#### EXCERPTED TEXT:
--------------------

ICONOMI is the latest crypto-token ICO to have hit the marketplace, and as of this writing, has raised over $4.5 million. By any standards, it is one of the highest grossing ICOs. It has performed impressively even in a hot market where too many ICOs are chasing investment Bitcoins. But it seems like a lot of people who are investing in the ICONOMI ICO don’t fully understand the ideas behind the project. This post will help you understand what ICONOMI’s goal and vision is for the project, and how investors could benefit. It is an explanation of how ICONOMI funds work.

The idea behind ICONOMI

In one sentence, ICONOMI is a crypto version of a fund. ICONOMI is slated to launch with two funds:

  • Coin Traded Fund (CTF, also ICONOMI.INDEX): This is similar to an ETF in the real world. It will track a basket of securities to be determined in the future. It is a passive investment. Ideal for those investors who are looking to put a small percentage of their money in cryptocurrency as an asset class, and those that don’t follow the daily price fluctuations of the crypto markets.

--------------------

[A few items]
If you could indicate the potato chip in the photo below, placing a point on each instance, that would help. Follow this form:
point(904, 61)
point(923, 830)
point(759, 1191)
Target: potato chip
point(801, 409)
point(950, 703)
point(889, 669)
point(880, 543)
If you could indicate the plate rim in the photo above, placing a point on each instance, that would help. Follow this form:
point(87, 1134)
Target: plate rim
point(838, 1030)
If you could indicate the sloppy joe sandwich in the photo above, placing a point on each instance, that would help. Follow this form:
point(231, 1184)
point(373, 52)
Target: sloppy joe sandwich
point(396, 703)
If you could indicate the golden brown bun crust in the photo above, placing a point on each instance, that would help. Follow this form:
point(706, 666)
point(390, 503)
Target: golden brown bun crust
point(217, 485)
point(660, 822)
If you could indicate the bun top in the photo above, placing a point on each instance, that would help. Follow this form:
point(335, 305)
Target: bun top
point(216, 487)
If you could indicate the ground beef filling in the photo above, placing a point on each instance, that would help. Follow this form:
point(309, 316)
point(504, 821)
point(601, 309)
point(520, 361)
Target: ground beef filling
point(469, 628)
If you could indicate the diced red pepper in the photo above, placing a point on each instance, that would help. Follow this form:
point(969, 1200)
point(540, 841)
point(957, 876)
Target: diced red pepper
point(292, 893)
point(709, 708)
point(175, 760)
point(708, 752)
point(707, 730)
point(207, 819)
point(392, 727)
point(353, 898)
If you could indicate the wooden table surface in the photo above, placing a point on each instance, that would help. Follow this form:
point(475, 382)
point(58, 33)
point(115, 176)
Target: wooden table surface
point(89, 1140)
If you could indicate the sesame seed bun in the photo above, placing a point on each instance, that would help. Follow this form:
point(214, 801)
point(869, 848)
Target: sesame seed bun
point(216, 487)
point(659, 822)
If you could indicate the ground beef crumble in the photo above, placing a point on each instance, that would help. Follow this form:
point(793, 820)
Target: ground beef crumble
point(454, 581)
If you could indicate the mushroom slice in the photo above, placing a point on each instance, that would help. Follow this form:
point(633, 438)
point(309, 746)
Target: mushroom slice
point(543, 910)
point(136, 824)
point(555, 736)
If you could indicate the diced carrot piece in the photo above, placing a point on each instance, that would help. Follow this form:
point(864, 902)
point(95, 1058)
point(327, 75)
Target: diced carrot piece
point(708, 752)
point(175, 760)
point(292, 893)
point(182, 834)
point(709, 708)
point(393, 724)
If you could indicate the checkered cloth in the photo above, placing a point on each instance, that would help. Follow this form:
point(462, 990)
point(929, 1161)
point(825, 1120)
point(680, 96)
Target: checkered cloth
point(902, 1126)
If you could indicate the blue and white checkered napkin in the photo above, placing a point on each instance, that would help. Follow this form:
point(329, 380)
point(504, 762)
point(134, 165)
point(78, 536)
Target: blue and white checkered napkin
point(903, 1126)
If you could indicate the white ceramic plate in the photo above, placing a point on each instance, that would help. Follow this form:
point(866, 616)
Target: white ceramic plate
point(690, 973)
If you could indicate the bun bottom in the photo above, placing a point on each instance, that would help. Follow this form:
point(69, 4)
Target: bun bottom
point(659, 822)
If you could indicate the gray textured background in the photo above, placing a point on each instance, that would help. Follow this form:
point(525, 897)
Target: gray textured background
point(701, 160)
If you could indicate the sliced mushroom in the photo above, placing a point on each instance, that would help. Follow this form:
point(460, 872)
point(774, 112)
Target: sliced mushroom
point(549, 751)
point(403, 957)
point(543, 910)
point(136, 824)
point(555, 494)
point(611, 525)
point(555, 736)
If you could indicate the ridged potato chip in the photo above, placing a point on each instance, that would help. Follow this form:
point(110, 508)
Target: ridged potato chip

--------------------

#### THE PROBLEM:
Continue the ICONOMI passage from where it stops. You won't need the items.

#### EXERCISE RESULT:
  • Coin Managed Fund (CMF also ICONOMI.PERFORMANCE): This is similar to a classical hedge fund. You will trust an investment manager with your money and your profits are tied to the performance of this fund manager. In an ideal world, the returns will be superior to CTF because of manager’s skill, but this is obviously an additional risk you’re taking and there is no such guarantee. It is more of a ‘strategic investment’ in the crypto space. This is suited for investors that are more active in crypto trading and can judge performance and trading decisions themselves through their prior knowledge.

That’s all there is to it. There is no cryptocurrency yet that has managed to be a fund of other cryptocurrencies. The vision of ICONOMI, however, stretches beyond the initial launch of the 2 flagship funds. It aims to be an open fund platform, which means if you trust me as a crypto-trader, then I’ll be able to launch my own fund on their platform, and people who want to buy my fund can do so. The fees will be split between ICONOMI and the trader (me in this example).

Risks and Uncertainties

The first type of risk is regulatory. It is unclear if they clear the Howey Test in the US or not. Especially after The DAO fiasco, regulatory risk has become more common (thanks for spoiling it for everyone else, Slock.it team).

Also, with any project that has custody of funds, there is a security risk no matter how many precautions are taken. We have seen this time and again that even some very good and secure systems can be hacked in this space.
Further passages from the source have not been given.